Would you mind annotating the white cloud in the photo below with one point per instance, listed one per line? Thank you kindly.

###

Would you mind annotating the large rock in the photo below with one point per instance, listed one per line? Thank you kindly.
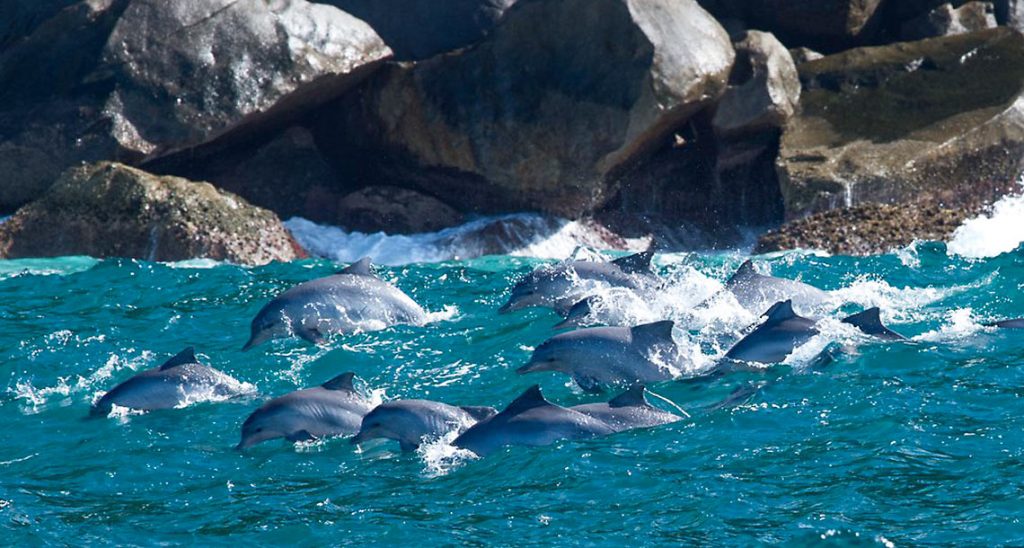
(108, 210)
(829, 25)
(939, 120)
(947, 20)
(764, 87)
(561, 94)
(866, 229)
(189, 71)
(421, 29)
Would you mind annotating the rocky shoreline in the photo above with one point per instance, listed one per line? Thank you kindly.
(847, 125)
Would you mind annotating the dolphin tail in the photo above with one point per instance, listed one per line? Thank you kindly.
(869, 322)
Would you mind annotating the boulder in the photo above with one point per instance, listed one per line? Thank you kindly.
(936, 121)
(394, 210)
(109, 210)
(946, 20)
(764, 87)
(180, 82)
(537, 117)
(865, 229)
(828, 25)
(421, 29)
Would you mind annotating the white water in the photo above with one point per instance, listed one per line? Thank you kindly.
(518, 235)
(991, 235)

###

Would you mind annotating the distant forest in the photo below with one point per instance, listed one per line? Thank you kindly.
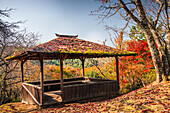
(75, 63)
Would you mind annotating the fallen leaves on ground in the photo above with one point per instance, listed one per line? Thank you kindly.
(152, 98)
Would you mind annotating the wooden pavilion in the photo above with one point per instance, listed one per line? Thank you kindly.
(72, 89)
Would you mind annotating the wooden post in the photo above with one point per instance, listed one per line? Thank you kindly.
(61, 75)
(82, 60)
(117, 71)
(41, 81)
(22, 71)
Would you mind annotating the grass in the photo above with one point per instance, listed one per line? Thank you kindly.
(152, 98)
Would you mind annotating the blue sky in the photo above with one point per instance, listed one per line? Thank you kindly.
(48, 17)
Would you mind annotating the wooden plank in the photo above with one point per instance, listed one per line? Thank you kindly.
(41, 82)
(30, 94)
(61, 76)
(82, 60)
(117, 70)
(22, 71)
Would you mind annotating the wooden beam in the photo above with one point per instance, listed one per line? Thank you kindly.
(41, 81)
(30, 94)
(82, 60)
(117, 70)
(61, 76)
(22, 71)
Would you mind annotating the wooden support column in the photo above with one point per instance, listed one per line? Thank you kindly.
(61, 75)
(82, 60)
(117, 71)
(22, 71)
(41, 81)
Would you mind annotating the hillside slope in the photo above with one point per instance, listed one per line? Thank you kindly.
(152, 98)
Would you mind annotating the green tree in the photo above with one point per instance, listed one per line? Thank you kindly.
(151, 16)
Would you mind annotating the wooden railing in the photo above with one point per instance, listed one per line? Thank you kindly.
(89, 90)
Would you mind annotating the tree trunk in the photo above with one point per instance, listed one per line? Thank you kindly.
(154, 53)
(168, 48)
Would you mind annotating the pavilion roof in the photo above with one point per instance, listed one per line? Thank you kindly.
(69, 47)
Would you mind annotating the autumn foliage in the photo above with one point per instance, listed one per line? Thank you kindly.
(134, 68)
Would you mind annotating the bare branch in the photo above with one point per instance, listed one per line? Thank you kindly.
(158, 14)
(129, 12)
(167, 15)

###

§ **Problem**: Return each line of the entries above that contains the word "pavilion", copied in full. Treat case as significant.

§ **Exercise response**:
Would you mind annotating the wooden pavilion in the photo above with one point per instance, listed one per line? Thank you kindly.
Would you mind annotating the pavilion roof in the photo above with one point per instance, listed one per line? Thank you kindly.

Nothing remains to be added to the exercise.